• Work required:
How many lines in the data below contain the string "rimmed"? Case matters, and your reply should be the number alone.

────────────────────────────────────────

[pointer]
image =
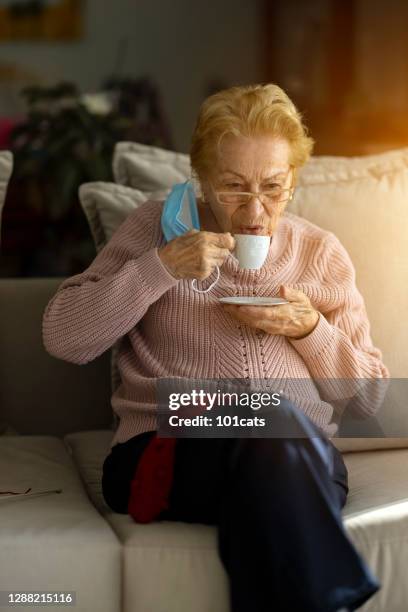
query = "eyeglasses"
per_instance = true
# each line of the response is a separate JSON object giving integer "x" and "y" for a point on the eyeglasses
{"x": 269, "y": 197}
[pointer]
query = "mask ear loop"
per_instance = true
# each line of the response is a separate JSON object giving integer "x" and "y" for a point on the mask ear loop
{"x": 210, "y": 287}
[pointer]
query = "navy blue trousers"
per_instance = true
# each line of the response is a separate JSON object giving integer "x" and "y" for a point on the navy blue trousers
{"x": 277, "y": 506}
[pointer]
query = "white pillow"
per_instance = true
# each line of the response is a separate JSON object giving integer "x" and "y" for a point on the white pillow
{"x": 6, "y": 167}
{"x": 364, "y": 202}
{"x": 149, "y": 168}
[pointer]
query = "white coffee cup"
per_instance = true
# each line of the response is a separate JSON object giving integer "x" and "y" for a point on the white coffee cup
{"x": 251, "y": 250}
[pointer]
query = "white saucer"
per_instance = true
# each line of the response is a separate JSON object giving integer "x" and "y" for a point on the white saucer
{"x": 253, "y": 301}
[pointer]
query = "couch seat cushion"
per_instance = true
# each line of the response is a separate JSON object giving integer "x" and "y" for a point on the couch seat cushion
{"x": 56, "y": 542}
{"x": 183, "y": 558}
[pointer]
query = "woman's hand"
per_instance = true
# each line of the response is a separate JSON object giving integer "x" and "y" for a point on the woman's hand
{"x": 196, "y": 253}
{"x": 294, "y": 320}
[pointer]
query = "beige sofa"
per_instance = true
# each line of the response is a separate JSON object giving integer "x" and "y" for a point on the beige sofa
{"x": 72, "y": 542}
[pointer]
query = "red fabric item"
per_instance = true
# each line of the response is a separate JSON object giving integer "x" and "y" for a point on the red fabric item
{"x": 152, "y": 480}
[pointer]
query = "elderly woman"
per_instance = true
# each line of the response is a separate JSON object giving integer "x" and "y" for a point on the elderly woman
{"x": 276, "y": 501}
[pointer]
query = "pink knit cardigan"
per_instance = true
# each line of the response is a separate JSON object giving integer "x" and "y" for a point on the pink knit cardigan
{"x": 168, "y": 330}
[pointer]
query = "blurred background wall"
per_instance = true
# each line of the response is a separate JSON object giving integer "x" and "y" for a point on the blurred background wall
{"x": 185, "y": 46}
{"x": 151, "y": 64}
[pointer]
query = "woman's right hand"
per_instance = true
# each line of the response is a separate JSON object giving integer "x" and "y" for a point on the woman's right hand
{"x": 196, "y": 253}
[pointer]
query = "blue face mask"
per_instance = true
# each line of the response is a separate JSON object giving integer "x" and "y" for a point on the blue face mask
{"x": 180, "y": 212}
{"x": 180, "y": 215}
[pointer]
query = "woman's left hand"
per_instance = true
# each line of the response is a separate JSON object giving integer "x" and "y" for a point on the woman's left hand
{"x": 296, "y": 319}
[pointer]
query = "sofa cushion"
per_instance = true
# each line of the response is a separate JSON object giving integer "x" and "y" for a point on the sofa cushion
{"x": 364, "y": 201}
{"x": 56, "y": 541}
{"x": 183, "y": 557}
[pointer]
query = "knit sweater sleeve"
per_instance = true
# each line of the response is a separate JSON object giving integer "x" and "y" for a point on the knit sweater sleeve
{"x": 93, "y": 309}
{"x": 339, "y": 352}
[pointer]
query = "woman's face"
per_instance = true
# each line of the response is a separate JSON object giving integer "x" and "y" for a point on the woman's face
{"x": 247, "y": 164}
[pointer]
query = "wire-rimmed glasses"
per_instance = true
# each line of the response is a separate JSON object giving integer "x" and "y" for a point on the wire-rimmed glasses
{"x": 269, "y": 197}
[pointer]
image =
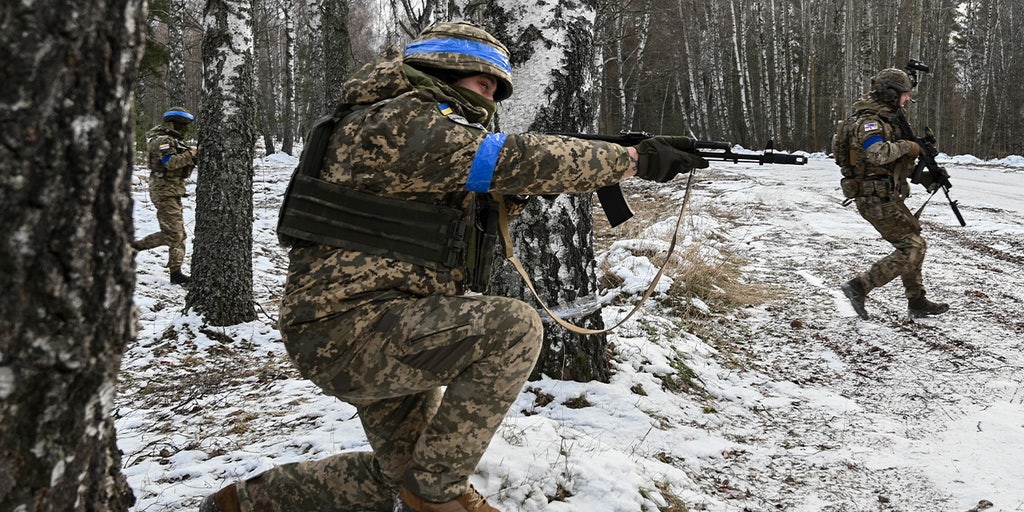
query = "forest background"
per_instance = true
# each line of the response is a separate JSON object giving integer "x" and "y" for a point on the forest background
{"x": 743, "y": 71}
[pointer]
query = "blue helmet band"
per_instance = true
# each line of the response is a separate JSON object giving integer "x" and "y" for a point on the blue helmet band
{"x": 472, "y": 48}
{"x": 178, "y": 114}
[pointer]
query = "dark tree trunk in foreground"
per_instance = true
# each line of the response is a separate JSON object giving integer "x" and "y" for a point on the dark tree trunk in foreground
{"x": 554, "y": 237}
{"x": 66, "y": 268}
{"x": 222, "y": 271}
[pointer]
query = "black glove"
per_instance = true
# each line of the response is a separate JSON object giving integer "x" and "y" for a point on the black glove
{"x": 662, "y": 158}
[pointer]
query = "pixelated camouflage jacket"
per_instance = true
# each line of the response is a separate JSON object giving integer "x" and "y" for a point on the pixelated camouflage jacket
{"x": 418, "y": 142}
{"x": 168, "y": 166}
{"x": 886, "y": 145}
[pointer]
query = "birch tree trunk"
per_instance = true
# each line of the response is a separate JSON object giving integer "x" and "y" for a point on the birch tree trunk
{"x": 554, "y": 237}
{"x": 337, "y": 50}
{"x": 222, "y": 271}
{"x": 288, "y": 93}
{"x": 176, "y": 83}
{"x": 66, "y": 268}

────────────────────────────────────────

• The completed task:
2